Problem to work on
Please rewrite the items below, changing every "Detections" to "Findings" and keeping everything else the same.

* Begin Given information *

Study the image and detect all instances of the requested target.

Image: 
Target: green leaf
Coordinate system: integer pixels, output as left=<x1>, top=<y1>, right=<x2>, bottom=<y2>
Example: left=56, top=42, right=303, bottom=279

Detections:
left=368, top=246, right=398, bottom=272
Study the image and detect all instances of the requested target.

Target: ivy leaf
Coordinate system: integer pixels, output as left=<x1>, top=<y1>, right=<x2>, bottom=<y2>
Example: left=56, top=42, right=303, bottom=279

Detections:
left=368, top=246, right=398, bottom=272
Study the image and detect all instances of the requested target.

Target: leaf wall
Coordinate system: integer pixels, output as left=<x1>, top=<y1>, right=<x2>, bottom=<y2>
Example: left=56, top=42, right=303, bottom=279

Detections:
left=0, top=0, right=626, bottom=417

* End Given information *

Correct answer
Study the image and detect all instances of the requested target.

Image: 
Target: green leaf
Coordinate system: integer pixels, output as left=<x1>, top=<y1>, right=<x2>, bottom=<y2>
Example: left=56, top=42, right=303, bottom=279

Findings:
left=368, top=246, right=398, bottom=272
Study the image and detect all instances of the requested target.

Target: ivy leaf
Coordinate system: integer pixels, output as left=<x1>, top=<y1>, right=<x2>, bottom=<y2>
Example: left=56, top=42, right=303, bottom=279

Findings:
left=368, top=246, right=398, bottom=272
Study the image and detect all instances of the requested target.

Target: leaf wall
Coordinate system: integer pixels, output as left=<x1>, top=<y1>, right=<x2>, bottom=<y2>
Example: left=56, top=42, right=303, bottom=279

Findings:
left=0, top=0, right=626, bottom=417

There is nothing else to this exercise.